Records from a dataset
======

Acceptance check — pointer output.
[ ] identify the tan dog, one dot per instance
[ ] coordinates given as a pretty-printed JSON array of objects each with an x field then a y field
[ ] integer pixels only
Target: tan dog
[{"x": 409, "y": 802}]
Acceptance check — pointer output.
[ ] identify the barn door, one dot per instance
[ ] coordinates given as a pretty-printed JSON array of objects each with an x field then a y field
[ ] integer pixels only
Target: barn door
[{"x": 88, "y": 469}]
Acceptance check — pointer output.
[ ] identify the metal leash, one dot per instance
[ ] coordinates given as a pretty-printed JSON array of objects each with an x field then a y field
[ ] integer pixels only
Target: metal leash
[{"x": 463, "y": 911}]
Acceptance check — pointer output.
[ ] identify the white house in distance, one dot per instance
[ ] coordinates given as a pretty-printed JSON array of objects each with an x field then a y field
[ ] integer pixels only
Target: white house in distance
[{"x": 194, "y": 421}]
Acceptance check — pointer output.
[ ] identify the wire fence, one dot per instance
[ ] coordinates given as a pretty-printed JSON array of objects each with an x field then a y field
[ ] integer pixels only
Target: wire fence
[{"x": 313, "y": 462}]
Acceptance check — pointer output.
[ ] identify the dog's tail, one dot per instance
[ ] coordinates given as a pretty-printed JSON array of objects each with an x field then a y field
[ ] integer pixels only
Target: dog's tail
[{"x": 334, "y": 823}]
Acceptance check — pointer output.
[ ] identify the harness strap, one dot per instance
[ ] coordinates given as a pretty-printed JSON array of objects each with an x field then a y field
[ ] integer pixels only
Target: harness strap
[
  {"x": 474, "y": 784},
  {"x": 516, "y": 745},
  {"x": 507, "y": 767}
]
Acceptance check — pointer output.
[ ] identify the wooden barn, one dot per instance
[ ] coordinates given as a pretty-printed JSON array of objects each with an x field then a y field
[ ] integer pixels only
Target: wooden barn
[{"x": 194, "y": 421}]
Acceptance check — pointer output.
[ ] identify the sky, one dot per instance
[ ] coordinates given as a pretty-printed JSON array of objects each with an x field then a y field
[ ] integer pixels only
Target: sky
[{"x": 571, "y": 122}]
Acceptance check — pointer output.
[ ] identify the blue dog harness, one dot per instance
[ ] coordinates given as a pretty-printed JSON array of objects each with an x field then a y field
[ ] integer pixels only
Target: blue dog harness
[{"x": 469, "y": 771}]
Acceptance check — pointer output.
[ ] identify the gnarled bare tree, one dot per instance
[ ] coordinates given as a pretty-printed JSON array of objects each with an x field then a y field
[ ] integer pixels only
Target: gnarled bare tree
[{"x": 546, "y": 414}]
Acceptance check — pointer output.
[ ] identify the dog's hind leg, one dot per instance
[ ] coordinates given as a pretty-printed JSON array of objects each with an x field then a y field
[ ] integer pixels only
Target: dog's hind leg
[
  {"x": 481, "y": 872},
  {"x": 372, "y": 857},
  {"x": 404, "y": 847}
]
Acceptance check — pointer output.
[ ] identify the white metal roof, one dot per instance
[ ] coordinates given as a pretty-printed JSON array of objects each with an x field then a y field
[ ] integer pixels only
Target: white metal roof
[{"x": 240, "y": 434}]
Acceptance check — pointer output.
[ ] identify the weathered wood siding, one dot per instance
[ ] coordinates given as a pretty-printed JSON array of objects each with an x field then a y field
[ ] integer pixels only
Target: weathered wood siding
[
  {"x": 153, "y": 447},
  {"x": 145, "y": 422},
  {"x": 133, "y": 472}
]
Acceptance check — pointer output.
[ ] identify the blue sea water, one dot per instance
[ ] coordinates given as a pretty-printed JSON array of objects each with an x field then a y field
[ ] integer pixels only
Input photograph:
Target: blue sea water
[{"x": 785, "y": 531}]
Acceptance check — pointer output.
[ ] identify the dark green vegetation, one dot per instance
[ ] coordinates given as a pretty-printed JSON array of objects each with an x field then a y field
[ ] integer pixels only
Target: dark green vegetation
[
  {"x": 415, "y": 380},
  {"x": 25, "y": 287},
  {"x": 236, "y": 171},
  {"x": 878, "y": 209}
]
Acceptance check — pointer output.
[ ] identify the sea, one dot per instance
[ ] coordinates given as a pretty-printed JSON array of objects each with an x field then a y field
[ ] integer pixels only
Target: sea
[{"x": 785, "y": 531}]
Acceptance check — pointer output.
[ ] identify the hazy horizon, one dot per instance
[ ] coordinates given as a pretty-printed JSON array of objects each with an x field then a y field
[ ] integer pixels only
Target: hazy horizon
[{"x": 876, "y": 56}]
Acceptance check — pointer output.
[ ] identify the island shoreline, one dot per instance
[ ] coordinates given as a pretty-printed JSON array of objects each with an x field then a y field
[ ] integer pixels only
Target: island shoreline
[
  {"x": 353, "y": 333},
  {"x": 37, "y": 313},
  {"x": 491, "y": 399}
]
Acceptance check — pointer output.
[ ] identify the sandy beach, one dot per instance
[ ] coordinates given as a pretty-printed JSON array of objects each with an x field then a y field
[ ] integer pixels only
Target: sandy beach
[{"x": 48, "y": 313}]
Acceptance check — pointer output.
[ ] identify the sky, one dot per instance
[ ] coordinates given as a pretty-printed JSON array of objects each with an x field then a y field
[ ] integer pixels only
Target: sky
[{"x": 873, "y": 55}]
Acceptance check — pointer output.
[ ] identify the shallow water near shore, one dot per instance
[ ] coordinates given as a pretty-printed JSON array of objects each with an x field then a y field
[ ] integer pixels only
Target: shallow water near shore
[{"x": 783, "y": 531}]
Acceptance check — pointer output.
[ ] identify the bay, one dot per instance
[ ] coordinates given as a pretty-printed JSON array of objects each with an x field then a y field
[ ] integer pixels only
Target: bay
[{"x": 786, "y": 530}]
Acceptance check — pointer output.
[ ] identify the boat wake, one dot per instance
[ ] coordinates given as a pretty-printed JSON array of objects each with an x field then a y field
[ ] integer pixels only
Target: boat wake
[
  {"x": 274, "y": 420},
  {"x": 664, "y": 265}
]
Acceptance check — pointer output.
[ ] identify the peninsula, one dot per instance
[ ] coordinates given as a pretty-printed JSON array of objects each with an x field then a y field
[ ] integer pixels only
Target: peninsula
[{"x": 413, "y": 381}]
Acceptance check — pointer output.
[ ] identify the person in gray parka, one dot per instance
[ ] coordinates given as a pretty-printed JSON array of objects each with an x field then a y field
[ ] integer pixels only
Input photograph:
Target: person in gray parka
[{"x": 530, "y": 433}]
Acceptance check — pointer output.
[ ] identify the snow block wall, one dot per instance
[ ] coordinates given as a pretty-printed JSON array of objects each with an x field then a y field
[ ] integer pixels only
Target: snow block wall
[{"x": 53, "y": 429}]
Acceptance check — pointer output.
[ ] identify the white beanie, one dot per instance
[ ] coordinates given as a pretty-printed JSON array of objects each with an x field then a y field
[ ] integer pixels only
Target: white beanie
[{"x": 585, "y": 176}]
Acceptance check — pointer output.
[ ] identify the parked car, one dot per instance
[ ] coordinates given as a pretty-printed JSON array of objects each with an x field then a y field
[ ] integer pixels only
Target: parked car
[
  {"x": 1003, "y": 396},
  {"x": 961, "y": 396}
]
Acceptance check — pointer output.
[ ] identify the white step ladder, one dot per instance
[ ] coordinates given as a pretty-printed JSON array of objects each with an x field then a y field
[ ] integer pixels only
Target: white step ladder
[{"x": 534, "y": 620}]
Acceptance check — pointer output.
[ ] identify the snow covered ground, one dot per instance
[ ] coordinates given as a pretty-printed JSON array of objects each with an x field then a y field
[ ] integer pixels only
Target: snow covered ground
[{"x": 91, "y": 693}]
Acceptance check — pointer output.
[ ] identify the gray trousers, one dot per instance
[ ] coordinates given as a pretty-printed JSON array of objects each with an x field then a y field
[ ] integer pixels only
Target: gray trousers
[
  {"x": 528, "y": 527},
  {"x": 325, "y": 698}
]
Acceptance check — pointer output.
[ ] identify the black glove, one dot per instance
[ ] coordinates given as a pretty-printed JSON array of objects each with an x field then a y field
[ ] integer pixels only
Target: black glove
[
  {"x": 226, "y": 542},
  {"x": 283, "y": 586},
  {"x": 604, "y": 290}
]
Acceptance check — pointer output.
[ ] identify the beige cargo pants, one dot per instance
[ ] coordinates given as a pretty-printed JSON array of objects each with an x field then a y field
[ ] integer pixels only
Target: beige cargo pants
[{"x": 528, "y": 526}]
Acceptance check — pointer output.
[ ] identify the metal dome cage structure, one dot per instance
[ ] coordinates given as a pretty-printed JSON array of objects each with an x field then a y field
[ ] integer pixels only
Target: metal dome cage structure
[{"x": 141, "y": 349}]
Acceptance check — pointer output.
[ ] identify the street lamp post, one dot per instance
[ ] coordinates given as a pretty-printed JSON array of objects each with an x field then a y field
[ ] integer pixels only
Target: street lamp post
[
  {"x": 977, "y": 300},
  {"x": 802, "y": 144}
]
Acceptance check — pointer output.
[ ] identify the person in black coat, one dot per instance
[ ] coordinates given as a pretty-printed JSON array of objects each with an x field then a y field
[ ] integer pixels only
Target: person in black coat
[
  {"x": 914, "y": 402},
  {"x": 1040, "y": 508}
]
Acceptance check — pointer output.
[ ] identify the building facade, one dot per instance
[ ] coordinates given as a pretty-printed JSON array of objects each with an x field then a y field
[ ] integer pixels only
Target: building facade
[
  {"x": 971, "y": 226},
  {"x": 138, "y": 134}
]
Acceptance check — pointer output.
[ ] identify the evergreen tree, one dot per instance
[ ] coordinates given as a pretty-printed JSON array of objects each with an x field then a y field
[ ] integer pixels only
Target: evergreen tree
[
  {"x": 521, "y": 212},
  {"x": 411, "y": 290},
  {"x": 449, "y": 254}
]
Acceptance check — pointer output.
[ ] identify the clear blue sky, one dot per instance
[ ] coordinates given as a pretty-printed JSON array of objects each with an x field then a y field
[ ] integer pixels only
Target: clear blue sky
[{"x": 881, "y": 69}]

======

_Problem:_
How many lines of the listing above contain the word "gnarled"? Reply with the number alone.

_Correct response:_
2